HOW TO COMPLETE THIS TASK. Each entry is to be restated word for word, with nothing omitted.

DATA FOR ANALYSIS.
++++++
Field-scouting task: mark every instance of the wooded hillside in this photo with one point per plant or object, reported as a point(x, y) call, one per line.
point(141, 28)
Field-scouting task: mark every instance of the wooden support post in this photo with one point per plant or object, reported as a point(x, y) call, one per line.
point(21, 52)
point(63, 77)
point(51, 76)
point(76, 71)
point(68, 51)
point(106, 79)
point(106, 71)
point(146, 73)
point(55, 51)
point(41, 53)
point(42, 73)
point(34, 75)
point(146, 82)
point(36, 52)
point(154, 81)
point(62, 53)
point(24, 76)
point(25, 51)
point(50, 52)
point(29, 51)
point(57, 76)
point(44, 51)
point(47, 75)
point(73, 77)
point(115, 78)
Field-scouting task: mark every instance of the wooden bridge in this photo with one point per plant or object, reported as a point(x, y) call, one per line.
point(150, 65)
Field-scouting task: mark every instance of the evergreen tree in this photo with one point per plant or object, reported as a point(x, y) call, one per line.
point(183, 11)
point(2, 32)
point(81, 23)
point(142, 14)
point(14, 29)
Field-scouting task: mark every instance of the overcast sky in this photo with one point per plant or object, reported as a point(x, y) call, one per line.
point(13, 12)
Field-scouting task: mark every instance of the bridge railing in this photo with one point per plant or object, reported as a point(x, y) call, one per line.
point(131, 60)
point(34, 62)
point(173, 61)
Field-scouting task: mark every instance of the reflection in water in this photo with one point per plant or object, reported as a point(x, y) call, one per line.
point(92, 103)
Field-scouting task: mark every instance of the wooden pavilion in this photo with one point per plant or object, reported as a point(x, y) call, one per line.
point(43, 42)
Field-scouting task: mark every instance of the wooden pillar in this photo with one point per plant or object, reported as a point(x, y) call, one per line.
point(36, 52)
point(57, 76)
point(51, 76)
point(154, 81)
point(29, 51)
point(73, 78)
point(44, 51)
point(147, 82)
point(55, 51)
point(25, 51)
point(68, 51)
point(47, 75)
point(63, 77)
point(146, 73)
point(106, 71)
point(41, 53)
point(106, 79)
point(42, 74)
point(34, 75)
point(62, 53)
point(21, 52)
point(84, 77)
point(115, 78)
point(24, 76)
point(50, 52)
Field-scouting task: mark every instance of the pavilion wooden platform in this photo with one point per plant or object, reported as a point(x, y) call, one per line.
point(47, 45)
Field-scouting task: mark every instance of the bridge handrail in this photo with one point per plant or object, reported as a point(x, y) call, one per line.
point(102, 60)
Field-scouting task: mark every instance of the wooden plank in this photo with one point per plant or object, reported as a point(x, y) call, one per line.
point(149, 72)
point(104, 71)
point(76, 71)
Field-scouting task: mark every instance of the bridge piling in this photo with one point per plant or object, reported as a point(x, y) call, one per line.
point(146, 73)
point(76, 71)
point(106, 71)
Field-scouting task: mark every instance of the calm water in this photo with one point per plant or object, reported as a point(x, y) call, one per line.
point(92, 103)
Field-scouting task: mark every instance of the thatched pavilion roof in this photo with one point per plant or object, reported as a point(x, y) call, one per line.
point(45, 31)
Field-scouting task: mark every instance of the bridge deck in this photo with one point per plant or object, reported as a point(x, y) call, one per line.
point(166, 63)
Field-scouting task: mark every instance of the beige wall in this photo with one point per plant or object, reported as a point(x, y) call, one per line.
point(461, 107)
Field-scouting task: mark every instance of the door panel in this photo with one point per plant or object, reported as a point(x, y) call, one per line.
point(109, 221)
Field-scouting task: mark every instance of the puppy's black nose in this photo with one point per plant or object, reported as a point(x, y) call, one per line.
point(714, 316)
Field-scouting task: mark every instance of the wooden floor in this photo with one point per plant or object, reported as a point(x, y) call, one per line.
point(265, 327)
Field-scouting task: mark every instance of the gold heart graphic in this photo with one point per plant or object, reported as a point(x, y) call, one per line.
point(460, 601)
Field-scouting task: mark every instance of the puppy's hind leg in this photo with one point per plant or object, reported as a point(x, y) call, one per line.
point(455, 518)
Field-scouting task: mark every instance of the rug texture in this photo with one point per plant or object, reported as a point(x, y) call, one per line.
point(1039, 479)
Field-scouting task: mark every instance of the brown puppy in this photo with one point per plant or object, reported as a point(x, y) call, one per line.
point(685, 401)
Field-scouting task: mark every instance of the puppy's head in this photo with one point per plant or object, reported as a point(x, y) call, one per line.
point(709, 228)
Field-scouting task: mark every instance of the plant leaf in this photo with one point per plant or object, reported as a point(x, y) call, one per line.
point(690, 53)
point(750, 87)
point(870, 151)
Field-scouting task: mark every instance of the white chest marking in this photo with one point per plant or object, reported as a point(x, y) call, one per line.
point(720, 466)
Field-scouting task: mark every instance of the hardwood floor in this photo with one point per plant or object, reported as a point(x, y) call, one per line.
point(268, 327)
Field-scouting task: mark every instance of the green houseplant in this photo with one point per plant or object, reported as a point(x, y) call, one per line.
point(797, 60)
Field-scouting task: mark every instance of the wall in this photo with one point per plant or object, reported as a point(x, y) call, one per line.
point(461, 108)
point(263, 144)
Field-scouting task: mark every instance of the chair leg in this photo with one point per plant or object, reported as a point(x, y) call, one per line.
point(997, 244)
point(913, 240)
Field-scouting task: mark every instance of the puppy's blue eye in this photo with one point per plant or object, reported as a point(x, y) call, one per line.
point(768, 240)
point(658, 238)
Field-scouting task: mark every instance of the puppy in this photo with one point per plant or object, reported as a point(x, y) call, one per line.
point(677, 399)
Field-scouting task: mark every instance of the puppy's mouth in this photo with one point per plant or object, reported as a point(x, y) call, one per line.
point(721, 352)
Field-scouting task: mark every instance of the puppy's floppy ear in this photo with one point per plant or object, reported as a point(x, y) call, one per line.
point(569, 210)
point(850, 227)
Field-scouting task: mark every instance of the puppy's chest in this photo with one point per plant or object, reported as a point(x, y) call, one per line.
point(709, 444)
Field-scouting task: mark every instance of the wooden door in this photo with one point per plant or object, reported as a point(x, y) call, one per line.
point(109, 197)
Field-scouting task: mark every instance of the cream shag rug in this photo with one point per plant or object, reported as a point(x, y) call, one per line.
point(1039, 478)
++++++
YOUR SOLUTION.
Field-scouting task: mark every instance of the wooded hillside in this photo with one point per plant or object, reported as a point(x, y) call, one per line.
point(141, 28)
Field-scouting task: mark every instance of the wooden support post in this photo with one point per plant or object, reported as a point(x, y) call, one per line.
point(21, 52)
point(63, 77)
point(51, 76)
point(76, 71)
point(68, 51)
point(106, 79)
point(106, 71)
point(146, 73)
point(55, 51)
point(41, 53)
point(42, 73)
point(34, 75)
point(146, 82)
point(36, 52)
point(154, 81)
point(62, 53)
point(24, 76)
point(25, 51)
point(50, 52)
point(29, 51)
point(57, 76)
point(44, 51)
point(47, 75)
point(73, 77)
point(115, 78)
Field-scouting task: mark every instance of the wooden bridge in this photo with one point per plant or object, reported as a point(x, y) call, one per line.
point(150, 65)
Field-scouting task: mark every instance of the evergreen tree in this photo with one point per plant or object, reported as a point(x, y) call, one per line.
point(183, 11)
point(2, 32)
point(81, 23)
point(142, 14)
point(14, 29)
Field-scouting task: mark every instance of the overcast sky in this photo with one point per plant or object, reported as a point(x, y) call, one per line.
point(13, 12)
Field-scouting task: mark every instance of the bridge railing in this photo with one point per plant or object, reported as a point(x, y) call, one per line.
point(131, 60)
point(34, 62)
point(173, 61)
Field-scouting task: mark every instance of the reflection in water in this photo with one point per plant or object, reported as a point(x, y) call, one per line.
point(92, 103)
Field-scouting task: mark every instance of the wooden pavilion in this photo with one point per plant or object, reported as a point(x, y) call, one per line.
point(43, 42)
Field-scouting task: mark every instance of the wooden pillar in this photo with one point per plant or object, reported as a point(x, y) call, one per line.
point(36, 52)
point(57, 76)
point(51, 76)
point(154, 81)
point(29, 51)
point(73, 78)
point(44, 51)
point(147, 82)
point(55, 51)
point(25, 51)
point(68, 51)
point(47, 75)
point(63, 77)
point(146, 73)
point(106, 71)
point(41, 53)
point(106, 79)
point(42, 74)
point(34, 75)
point(62, 53)
point(21, 52)
point(84, 77)
point(115, 78)
point(24, 76)
point(50, 52)
Field-scouting task: mark every instance of the pavilion wooden platform in this photo with one point per plant or object, reported as a point(x, y) call, one per line.
point(47, 45)
Field-scouting task: mark every instance of the bridge handrail in this photo with one point per plant or object, reported as a point(x, y) call, one per line.
point(102, 60)
Field-scouting task: mark every instance of the wooden plank in this photo with one point per plant or object, reported as a point(x, y) call, one per line.
point(149, 72)
point(104, 71)
point(76, 71)
Field-scouting task: mark every instance of the bridge piling in this photo with one point per plant or object, reported as a point(x, y) call, one per line.
point(146, 73)
point(76, 71)
point(106, 71)
Field-scouting task: mark every instance of the calm water in this photo with one point per plant or object, reported as a point(x, y) call, one per line.
point(92, 103)
Field-scouting task: mark every instance of the thatched pavilion roof in this photo with one point per plant or object, reported as a point(x, y) call, one per line.
point(45, 31)
Field-scouting task: mark every instance of the bridge deck in this photo with one point per plant or object, reported as a point(x, y) call, one per line.
point(166, 63)
Field-scouting task: mark every instance of the beige wall in this photo with one point per plant or object, reported as a point(x, y) call, one per line.
point(461, 107)
Field-scouting task: mark every instance of the door panel in this photo with one point per plant or object, reported as a point(x, y) call, one per line.
point(109, 221)
Field-scouting task: mark every instance of the puppy's black nose in this photo with one point per plant or object, reported as a point(x, y) call, one per line.
point(714, 316)
Field-scouting task: mark every instance of the wooden floor in this photo with one point per plant or object, reported as a point(x, y) call, one per line.
point(265, 327)
Field-scouting task: mark every instance of the gold heart graphic in this photo with one point per plant or object, reported as a point(x, y) call, one per line.
point(460, 601)
Field-scouting task: mark every instance of the puppy's hind leg in this photo with one point per plant or object, reported as a point(x, y) call, one per line.
point(455, 518)
Field-scouting task: mark every instance of the rug texture in this photo with one point per plant or object, reported as a point(x, y) call, one per line.
point(1039, 479)
Field-scouting task: mark every instance of the brown puppy in this photo with one point per plant or object, reported as a point(x, y) call, one per line.
point(685, 401)
Field-scouting task: mark every instance of the puppy's head in this photo with one point per plant or object, reported as a point(x, y) call, one per line.
point(709, 228)
Field-scouting task: mark every instance of the plant leaf in this photo with one point per plant or object, reported as a point(x, y) call, one per line.
point(690, 53)
point(750, 87)
point(870, 151)
Field-scouting task: mark every instance of the white chest marking in this photo with one point per plant or object, reported as a point(x, y) call, one per line.
point(720, 466)
Field-scouting task: mark every instance of the hardwood floor in this photo with one point per plant or object, reported as a point(x, y) call, one per line.
point(268, 327)
Field-scouting task: mark every instance of the green houseplant in this photo with one point per plant or object, reported as a point(x, y) call, one per line.
point(797, 60)
Field-scouting task: mark every instance of the wall in this photo with one point per plant or object, reported as a point(x, y) call, one per line.
point(461, 108)
point(263, 144)
Field-scouting task: mark every instance of the chair leg in this photo with one point per plant or object, reported as a point(x, y) call, one per line.
point(997, 244)
point(913, 240)
Field-scouting task: mark every instance of the puppy's blue eye in this photo with one point per plant or object, reported as a point(x, y) call, one per line.
point(768, 240)
point(658, 238)
Field-scouting task: mark every instance of the puppy in this photo with one point per plant or object, reported as a point(x, y) call, one per line.
point(677, 399)
Field-scouting task: mark every instance of the puppy's mouth in this photo with one point per plant or object, reported as a point(x, y) call, one per line.
point(721, 352)
Field-scouting task: mark every instance of the puppy's floppy ear in this photo with one point per plant or object, reported as a point(x, y) call, one per line.
point(569, 210)
point(850, 227)
Field-scouting task: mark every instance of the puppy's chest in this photo with one point per plant or object, reported as a point(x, y) call, one per line.
point(709, 444)
Field-scouting task: mark every instance of the wooden door in this photo with one point per plant or object, reported as a point(x, y) call, one per line.
point(109, 197)
Field-scouting task: mark every instance of the cream shag rug in this photo with one point per plant or object, reported as a point(x, y) call, one per line.
point(1039, 478)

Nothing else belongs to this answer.